Convert the entries below into a JSON list of strings with one string per line, and leave out any blank lines.

>> START RECORDS SUPPLIED

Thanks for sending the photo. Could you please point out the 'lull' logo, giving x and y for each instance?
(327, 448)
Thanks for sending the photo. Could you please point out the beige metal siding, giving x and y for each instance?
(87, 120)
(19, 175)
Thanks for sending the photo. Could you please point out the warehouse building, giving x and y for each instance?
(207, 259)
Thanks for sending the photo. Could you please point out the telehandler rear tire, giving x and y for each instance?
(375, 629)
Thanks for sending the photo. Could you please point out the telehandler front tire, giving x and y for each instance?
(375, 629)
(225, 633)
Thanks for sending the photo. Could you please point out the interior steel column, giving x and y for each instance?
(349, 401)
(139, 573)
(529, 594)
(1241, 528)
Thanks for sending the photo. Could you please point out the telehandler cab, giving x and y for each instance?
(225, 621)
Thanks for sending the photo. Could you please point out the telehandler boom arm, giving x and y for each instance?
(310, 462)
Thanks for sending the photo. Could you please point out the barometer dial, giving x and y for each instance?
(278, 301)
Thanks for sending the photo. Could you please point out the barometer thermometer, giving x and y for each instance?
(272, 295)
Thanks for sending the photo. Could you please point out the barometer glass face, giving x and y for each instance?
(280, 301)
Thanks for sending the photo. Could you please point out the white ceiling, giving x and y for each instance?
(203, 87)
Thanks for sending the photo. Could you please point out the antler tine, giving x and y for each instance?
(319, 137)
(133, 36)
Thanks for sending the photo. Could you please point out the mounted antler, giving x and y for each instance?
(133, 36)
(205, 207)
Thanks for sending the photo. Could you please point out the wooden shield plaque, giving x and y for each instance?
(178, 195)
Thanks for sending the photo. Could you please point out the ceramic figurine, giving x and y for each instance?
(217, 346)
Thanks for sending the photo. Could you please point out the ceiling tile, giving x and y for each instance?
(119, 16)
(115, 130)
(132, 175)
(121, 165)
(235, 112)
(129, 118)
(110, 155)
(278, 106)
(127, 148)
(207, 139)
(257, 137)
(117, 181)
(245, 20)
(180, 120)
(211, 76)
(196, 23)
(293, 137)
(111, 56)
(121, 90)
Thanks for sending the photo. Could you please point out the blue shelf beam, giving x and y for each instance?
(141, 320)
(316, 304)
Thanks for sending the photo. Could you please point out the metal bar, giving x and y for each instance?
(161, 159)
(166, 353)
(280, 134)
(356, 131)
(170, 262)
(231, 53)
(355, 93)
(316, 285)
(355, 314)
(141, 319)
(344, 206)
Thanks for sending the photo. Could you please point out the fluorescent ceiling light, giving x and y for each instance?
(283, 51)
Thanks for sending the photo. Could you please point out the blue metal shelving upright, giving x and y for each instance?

>> END RECORDS SUPPLIED

THE ANSWER ->
[
  "Thanks for sending the photo. Could you please point out the 'lull' logo, giving x and y for each instance?",
  "(327, 448)",
  "Thanks for sending the photo. Could you please point out the beige metal siding, giving x and y for each instance?",
  "(87, 120)",
  "(19, 175)",
  "Thanks for sending the photo. Could you please point out the warehouse building, giving x and y for each instance?",
  "(207, 259)",
  "Thanks for sending the photo. Could you please point out the telehandler rear tire, giving x and y for each instance?",
  "(375, 629)",
  "Thanks for sending the photo. Could you please point out the telehandler front tire, giving x and y for each instance?",
  "(375, 629)",
  "(225, 633)",
  "Thanks for sending the photo. Could you please point out the interior steel column, giving x and y for each instance?",
  "(349, 401)",
  "(139, 573)",
  "(529, 594)",
  "(1241, 528)",
  "Thanks for sending the photo. Could you please point out the telehandler cab, giving x and y for each instance?",
  "(225, 621)",
  "Thanks for sending the photo. Could you please point out the telehandler boom arm, giving x and y for each instance?",
  "(310, 462)",
  "Thanks for sending the photo. Could you please point out the barometer dial, giving x and y for each instance?",
  "(278, 301)",
  "Thanks for sending the photo. Could you please point out the barometer thermometer, giving x and y for each instance?",
  "(272, 295)",
  "Thanks for sending the photo. Could you please point out the barometer glass face, giving x and y for each instance?",
  "(280, 301)",
  "Thanks for sending the photo. Could you please point out the white ceiling, giving x and y for each instance?",
  "(203, 87)",
  "Thanks for sending the photo. Could you please point out the antler tine, giving x and y for each instance?",
  "(319, 137)",
  "(133, 36)",
  "Thanks for sending the photo. Could you please point out the mounted antler, giving x and y for each instance?",
  "(133, 36)",
  "(205, 207)",
  "Thanks for sending the photo. Could you please point out the wooden shield plaque, giving x and y for each instance?",
  "(178, 195)",
  "Thanks for sending the photo. Could you please point out the ceramic figurine, giving x and y for each instance?",
  "(217, 346)",
  "Thanks for sending the photo. Could you please point out the ceiling tile, giving x and y for each instance?",
  "(119, 16)",
  "(115, 130)",
  "(132, 175)",
  "(121, 165)",
  "(235, 112)",
  "(129, 118)",
  "(110, 155)",
  "(278, 106)",
  "(127, 148)",
  "(207, 139)",
  "(257, 137)",
  "(117, 181)",
  "(245, 20)",
  "(180, 120)",
  "(211, 76)",
  "(196, 23)",
  "(293, 137)",
  "(111, 56)",
  "(121, 90)",
  "Thanks for sending the photo. Could you please point out the blue shelf beam, giving x and y for each instance?",
  "(141, 320)",
  "(316, 304)",
  "Thanks for sending the photo. Could you please point out the metal bar, giving x and y for each instance?",
  "(161, 159)",
  "(166, 353)",
  "(280, 134)",
  "(356, 131)",
  "(170, 262)",
  "(231, 53)",
  "(355, 93)",
  "(316, 285)",
  "(355, 314)",
  "(141, 319)",
  "(344, 206)",
  "Thanks for sending the photo. Could you please point out the fluorescent ceiling light, giving x and y for each instance?",
  "(283, 51)",
  "Thanks for sending the photo. Could you please point out the blue metal shelving upright, giving x and y for each instance?"
]